* [Passage shown]
Global Rewards in Restless Multi-Armed Bandits

Authors: Naveen Raman, Zheyuan Shi, Fei Fang

NeurIPS 2024 | Conference PDF | Archive PDF | Plain Text | LLM Run Details

Reproducibility Variable Result LLM Response
Research Type Experimental Empirically, we demonstrate that our proposed policies outperform baselines and index-based policies with synthetic data and real-world data from food rescue.
Researcher Affiliation Academia Naveen Raman Carnegie Mellon University naveenr@cmu.edu Zheyuan Ryan Shi University of Pittsburgh ryanshi@pitt.edu Fei Fang Carnegie Mellon University feifang@cmu.edu
Pseudocode Yes We additionally provide the pseudo-code for our iterative algorithms (Algorithm 2) and our MCTS Shapley-Whittle and MCTS Linear-Whittle algorithms (Algorithm 1).

* [Material shown]

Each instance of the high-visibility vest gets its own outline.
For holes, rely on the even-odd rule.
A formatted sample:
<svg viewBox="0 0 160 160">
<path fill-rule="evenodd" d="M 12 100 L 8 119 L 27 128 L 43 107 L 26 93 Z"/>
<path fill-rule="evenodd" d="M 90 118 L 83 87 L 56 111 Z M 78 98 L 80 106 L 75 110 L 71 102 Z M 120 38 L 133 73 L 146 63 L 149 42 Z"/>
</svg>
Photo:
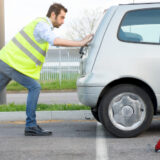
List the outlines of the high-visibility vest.
<svg viewBox="0 0 160 160">
<path fill-rule="evenodd" d="M 45 18 L 37 18 L 18 32 L 12 40 L 0 50 L 0 59 L 15 70 L 33 79 L 40 78 L 49 43 L 38 43 L 34 37 L 36 25 Z"/>
</svg>

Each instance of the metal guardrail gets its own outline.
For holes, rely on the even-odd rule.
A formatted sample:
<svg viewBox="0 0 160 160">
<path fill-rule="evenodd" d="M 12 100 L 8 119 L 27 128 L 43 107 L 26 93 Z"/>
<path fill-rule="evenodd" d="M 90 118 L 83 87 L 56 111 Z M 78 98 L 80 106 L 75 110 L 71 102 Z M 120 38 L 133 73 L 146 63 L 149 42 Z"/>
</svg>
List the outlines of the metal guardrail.
<svg viewBox="0 0 160 160">
<path fill-rule="evenodd" d="M 50 55 L 54 51 L 50 51 L 41 70 L 40 80 L 76 80 L 80 68 L 80 56 L 78 53 L 72 53 L 69 49 L 56 52 L 54 57 Z"/>
</svg>

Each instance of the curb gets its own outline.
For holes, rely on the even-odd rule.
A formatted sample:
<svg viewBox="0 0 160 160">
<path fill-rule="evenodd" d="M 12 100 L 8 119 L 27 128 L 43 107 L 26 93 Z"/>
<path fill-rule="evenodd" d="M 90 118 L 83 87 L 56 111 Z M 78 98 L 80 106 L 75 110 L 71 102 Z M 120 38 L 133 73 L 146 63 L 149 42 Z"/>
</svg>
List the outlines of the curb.
<svg viewBox="0 0 160 160">
<path fill-rule="evenodd" d="M 94 119 L 90 110 L 76 111 L 37 111 L 37 120 L 92 120 Z M 0 121 L 25 121 L 26 112 L 0 112 Z"/>
</svg>

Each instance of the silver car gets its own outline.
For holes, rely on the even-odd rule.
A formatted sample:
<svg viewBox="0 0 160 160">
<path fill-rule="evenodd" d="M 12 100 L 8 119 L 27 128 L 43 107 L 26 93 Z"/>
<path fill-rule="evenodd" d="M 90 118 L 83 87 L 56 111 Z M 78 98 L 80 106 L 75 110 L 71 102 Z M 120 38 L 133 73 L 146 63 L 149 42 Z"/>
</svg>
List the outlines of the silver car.
<svg viewBox="0 0 160 160">
<path fill-rule="evenodd" d="M 80 102 L 117 137 L 145 131 L 160 109 L 160 3 L 109 8 L 80 53 Z"/>
</svg>

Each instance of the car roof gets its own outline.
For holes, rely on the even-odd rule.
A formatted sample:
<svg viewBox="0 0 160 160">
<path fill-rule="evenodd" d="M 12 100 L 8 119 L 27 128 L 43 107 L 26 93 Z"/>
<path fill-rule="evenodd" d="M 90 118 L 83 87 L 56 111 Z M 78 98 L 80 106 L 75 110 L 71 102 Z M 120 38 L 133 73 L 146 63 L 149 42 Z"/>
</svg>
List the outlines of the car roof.
<svg viewBox="0 0 160 160">
<path fill-rule="evenodd" d="M 160 4 L 160 2 L 128 3 L 128 4 L 119 4 L 119 5 L 142 5 L 142 4 Z"/>
</svg>

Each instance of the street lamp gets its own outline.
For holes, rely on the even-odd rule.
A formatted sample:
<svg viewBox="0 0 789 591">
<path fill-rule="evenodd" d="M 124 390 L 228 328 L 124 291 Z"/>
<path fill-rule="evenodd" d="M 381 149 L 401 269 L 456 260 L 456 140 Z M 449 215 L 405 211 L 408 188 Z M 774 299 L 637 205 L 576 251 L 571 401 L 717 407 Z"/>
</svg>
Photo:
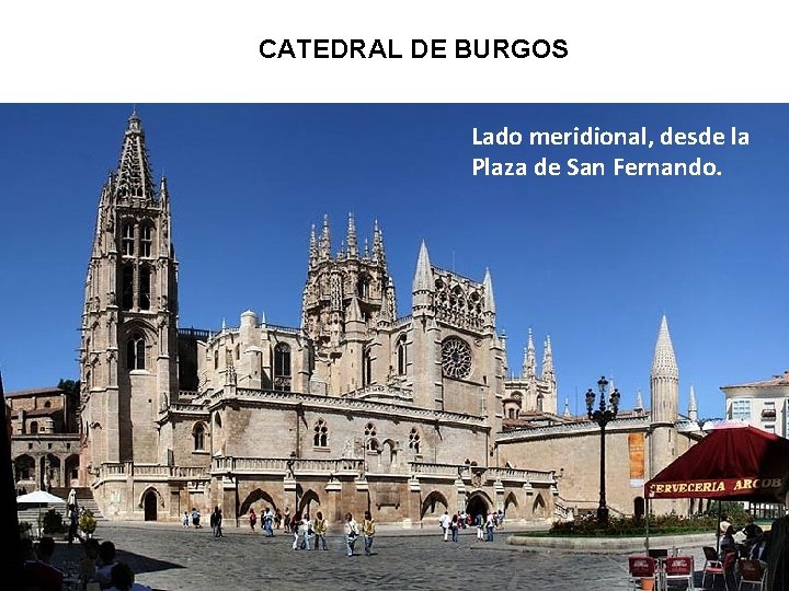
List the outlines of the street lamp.
<svg viewBox="0 0 789 591">
<path fill-rule="evenodd" d="M 601 427 L 601 501 L 597 507 L 597 521 L 599 523 L 608 523 L 608 507 L 605 502 L 605 428 L 611 420 L 616 418 L 619 410 L 619 391 L 614 389 L 608 398 L 610 408 L 606 408 L 606 387 L 608 380 L 605 375 L 597 382 L 597 389 L 601 393 L 599 408 L 594 409 L 596 394 L 590 387 L 586 391 L 586 414 L 591 420 L 594 420 Z"/>
</svg>

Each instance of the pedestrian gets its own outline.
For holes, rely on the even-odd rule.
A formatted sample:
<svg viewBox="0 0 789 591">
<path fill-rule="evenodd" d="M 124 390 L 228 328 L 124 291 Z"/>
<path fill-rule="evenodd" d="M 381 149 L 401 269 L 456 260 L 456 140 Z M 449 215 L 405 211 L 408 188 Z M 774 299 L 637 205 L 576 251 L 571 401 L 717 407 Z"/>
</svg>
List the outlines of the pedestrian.
<svg viewBox="0 0 789 591">
<path fill-rule="evenodd" d="M 312 530 L 315 531 L 315 534 L 316 534 L 313 549 L 318 549 L 319 545 L 322 546 L 323 549 L 329 549 L 329 548 L 327 548 L 327 545 L 325 545 L 327 520 L 323 519 L 323 513 L 321 513 L 320 511 L 318 511 L 316 513 L 316 520 L 315 520 L 315 523 L 312 524 Z"/>
<path fill-rule="evenodd" d="M 493 530 L 495 529 L 495 513 L 488 513 L 488 520 L 485 521 L 487 536 L 485 542 L 493 542 Z"/>
<path fill-rule="evenodd" d="M 258 515 L 254 509 L 250 509 L 250 533 L 254 533 L 254 526 L 258 524 Z"/>
<path fill-rule="evenodd" d="M 294 513 L 293 519 L 290 520 L 290 532 L 294 534 L 294 543 L 293 543 L 293 549 L 300 549 L 301 547 L 301 540 L 299 536 L 299 524 L 301 523 L 301 515 L 299 513 Z"/>
<path fill-rule="evenodd" d="M 444 514 L 438 518 L 438 524 L 441 525 L 442 530 L 444 531 L 444 542 L 449 541 L 449 523 L 451 523 L 451 518 L 449 517 L 449 511 L 444 511 Z"/>
<path fill-rule="evenodd" d="M 354 544 L 358 537 L 358 523 L 354 521 L 353 514 L 345 513 L 345 547 L 347 555 L 353 556 Z"/>
<path fill-rule="evenodd" d="M 369 511 L 365 511 L 365 519 L 362 522 L 362 533 L 365 536 L 365 556 L 369 556 L 375 540 L 375 519 L 373 519 Z"/>
<path fill-rule="evenodd" d="M 482 513 L 477 513 L 474 525 L 477 525 L 477 542 L 484 541 L 484 535 L 482 534 L 484 530 L 484 515 Z"/>
<path fill-rule="evenodd" d="M 202 528 L 199 524 L 199 511 L 196 508 L 192 508 L 192 525 L 195 528 Z"/>
<path fill-rule="evenodd" d="M 784 476 L 778 500 L 789 510 L 789 474 Z M 786 589 L 789 589 L 789 514 L 776 519 L 770 526 L 765 578 L 765 591 Z"/>
<path fill-rule="evenodd" d="M 272 526 L 273 522 L 274 513 L 272 513 L 271 509 L 266 507 L 265 511 L 263 511 L 263 531 L 265 532 L 267 537 L 272 537 L 274 535 L 274 529 Z"/>
</svg>

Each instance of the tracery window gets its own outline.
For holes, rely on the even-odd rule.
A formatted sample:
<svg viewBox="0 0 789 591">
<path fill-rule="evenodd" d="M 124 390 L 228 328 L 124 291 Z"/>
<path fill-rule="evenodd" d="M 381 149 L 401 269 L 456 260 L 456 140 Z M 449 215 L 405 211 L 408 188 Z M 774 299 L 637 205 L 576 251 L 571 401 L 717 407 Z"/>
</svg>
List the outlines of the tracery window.
<svg viewBox="0 0 789 591">
<path fill-rule="evenodd" d="M 447 378 L 468 378 L 471 373 L 471 348 L 457 337 L 442 345 L 442 369 Z"/>
<path fill-rule="evenodd" d="M 374 422 L 365 425 L 365 441 L 367 442 L 367 449 L 369 451 L 378 450 L 378 441 L 375 439 L 376 428 Z"/>
<path fill-rule="evenodd" d="M 329 427 L 325 420 L 318 419 L 315 426 L 315 438 L 313 444 L 316 448 L 328 448 L 329 447 Z"/>
<path fill-rule="evenodd" d="M 277 343 L 274 346 L 274 390 L 290 392 L 290 346 Z"/>
<path fill-rule="evenodd" d="M 373 354 L 369 349 L 365 349 L 362 354 L 362 385 L 366 386 L 373 383 Z"/>
<path fill-rule="evenodd" d="M 124 310 L 134 306 L 134 267 L 130 264 L 124 265 L 121 271 L 121 305 Z"/>
<path fill-rule="evenodd" d="M 405 349 L 405 335 L 400 335 L 397 341 L 398 375 L 405 375 L 408 364 L 408 350 Z"/>
<path fill-rule="evenodd" d="M 150 267 L 144 265 L 140 267 L 140 310 L 150 310 Z"/>
<path fill-rule="evenodd" d="M 413 450 L 414 453 L 419 453 L 420 443 L 421 438 L 419 431 L 416 430 L 416 427 L 413 427 L 409 433 L 409 449 Z"/>
<path fill-rule="evenodd" d="M 126 369 L 145 369 L 145 335 L 134 333 L 126 343 Z"/>
<path fill-rule="evenodd" d="M 134 224 L 125 223 L 121 237 L 121 253 L 124 256 L 134 256 Z"/>
<path fill-rule="evenodd" d="M 205 425 L 202 422 L 195 425 L 194 431 L 192 432 L 192 436 L 194 437 L 195 451 L 205 450 Z"/>
<path fill-rule="evenodd" d="M 140 227 L 140 256 L 151 256 L 153 252 L 153 228 L 150 224 Z"/>
</svg>

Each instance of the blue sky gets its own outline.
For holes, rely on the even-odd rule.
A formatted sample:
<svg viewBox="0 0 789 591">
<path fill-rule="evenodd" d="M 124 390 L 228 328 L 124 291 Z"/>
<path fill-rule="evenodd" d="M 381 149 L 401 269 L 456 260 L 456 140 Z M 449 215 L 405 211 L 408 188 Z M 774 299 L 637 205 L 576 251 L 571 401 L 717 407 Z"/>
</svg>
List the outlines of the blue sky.
<svg viewBox="0 0 789 591">
<path fill-rule="evenodd" d="M 83 281 L 100 187 L 130 105 L 0 106 L 0 369 L 7 391 L 77 379 Z M 720 385 L 789 368 L 786 105 L 137 105 L 157 178 L 168 176 L 181 326 L 237 325 L 248 308 L 298 325 L 311 223 L 334 248 L 347 211 L 378 219 L 399 313 L 410 312 L 422 239 L 433 264 L 482 279 L 518 372 L 527 329 L 550 335 L 571 408 L 601 374 L 622 405 L 649 371 L 661 315 L 699 413 Z M 472 128 L 707 126 L 747 147 L 482 148 Z M 610 163 L 713 160 L 714 177 L 482 177 L 473 158 Z M 578 393 L 578 394 L 576 394 Z M 580 409 L 580 406 L 578 407 Z"/>
</svg>

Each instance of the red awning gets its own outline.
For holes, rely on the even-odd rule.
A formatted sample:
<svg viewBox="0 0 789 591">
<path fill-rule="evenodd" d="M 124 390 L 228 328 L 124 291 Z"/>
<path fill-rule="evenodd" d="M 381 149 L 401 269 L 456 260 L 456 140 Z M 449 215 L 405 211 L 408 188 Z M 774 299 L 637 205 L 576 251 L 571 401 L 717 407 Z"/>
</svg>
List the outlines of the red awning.
<svg viewBox="0 0 789 591">
<path fill-rule="evenodd" d="M 650 499 L 778 502 L 789 440 L 750 426 L 713 429 L 644 485 Z"/>
</svg>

* [Activity 1]
In the summary of the paper on global rewards in restless multi-armed bandits, which university lists Zheyuan Ryan Shi as a researcher?
* [Activity 2]
Carry on the summary of the paper on global rewards in restless multi-armed bandits, starting after its last line.

* [Written response 1]
University of Pittsburgh

* [Written response 2]
Open Source Code Yes All code is available here https://github.com/naveenr414/food-rescue-rmab
Open Datasets No We evaluate our policies across both synthetic and real-world datasets. [...] We leverage data from a partnering multi-city food rescue organization and construct an RMAB-G instance using their data (details in Appendix D).
Dataset Splits No The paper mentions training a DQN for a certain number of epochs and evaluating it, but does not specify a distinct validation split for the datasets used in the main RMAB-G policy evaluation.
Hardware Specification Yes We run all experiments on a TITAN Xp with 12 GB of GPU RAM running on Ubuntu 20.04 with 64 GB of RAM.
Software Dependencies No We develop DQN policies using Py Torch [35].
Experiment Setup Yes For all experiments γ = 0.9. We train the DQN for 100 epochs and evaluate with other choices in Appendix F. We let the learning rate be 5 * 10^-4, a batch size of 16, and an Adam optimizer. We use an MLP with a 128-dimension as our hidden layer, and use 2 such hidden layers. We use Re Lu activation for all layers.